▸ **Required work**
Locate every line in the data below that contains the string "container" and copy each such line in full.

• • • • •

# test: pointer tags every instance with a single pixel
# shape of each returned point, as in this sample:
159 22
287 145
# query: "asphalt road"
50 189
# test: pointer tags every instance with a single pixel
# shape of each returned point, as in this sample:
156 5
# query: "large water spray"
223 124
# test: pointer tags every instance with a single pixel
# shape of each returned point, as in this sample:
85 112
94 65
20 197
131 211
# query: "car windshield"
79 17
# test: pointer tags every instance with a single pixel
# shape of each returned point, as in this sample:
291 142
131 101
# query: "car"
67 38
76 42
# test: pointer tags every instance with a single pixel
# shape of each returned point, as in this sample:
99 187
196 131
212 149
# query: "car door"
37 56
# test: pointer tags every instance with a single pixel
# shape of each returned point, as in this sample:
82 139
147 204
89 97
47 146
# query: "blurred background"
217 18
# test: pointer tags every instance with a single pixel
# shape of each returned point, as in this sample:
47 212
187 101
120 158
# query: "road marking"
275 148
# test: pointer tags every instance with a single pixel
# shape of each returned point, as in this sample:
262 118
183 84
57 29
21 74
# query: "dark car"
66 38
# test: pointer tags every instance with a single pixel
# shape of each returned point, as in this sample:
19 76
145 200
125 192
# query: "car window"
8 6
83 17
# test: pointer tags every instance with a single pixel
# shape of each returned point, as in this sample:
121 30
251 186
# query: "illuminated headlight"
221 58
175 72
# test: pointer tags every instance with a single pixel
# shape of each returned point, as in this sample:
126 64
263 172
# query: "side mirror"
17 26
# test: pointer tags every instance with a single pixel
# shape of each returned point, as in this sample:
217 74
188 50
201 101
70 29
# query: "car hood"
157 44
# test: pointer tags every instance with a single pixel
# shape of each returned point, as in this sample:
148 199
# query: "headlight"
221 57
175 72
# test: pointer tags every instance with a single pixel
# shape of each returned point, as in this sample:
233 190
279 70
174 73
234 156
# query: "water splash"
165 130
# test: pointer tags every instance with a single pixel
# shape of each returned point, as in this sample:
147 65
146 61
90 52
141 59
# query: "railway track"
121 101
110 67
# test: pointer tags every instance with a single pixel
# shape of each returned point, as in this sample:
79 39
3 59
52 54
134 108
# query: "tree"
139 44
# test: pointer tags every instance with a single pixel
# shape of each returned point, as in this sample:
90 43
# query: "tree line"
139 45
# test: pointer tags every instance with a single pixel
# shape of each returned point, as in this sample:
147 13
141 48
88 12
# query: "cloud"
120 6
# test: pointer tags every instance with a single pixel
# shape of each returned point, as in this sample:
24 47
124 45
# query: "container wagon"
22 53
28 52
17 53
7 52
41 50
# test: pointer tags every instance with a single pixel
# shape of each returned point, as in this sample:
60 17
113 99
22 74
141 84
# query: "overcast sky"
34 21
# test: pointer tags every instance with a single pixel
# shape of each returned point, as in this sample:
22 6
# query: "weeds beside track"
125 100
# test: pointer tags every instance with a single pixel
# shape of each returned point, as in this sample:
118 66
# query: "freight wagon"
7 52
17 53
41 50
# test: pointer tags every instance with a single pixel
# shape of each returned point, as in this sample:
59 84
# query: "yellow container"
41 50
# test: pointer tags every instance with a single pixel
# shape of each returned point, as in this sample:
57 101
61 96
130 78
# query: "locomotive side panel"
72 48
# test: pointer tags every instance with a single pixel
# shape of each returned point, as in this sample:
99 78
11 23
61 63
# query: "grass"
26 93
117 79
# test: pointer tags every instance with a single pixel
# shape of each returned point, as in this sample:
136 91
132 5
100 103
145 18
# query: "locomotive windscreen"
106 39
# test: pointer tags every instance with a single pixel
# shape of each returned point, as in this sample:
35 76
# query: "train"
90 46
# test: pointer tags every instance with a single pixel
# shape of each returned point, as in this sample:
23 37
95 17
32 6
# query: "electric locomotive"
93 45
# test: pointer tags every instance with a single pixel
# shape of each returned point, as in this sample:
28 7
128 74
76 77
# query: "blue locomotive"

• • • • •

▸ **Expected answer**
# query: "container wagon"
# query: "yellow container"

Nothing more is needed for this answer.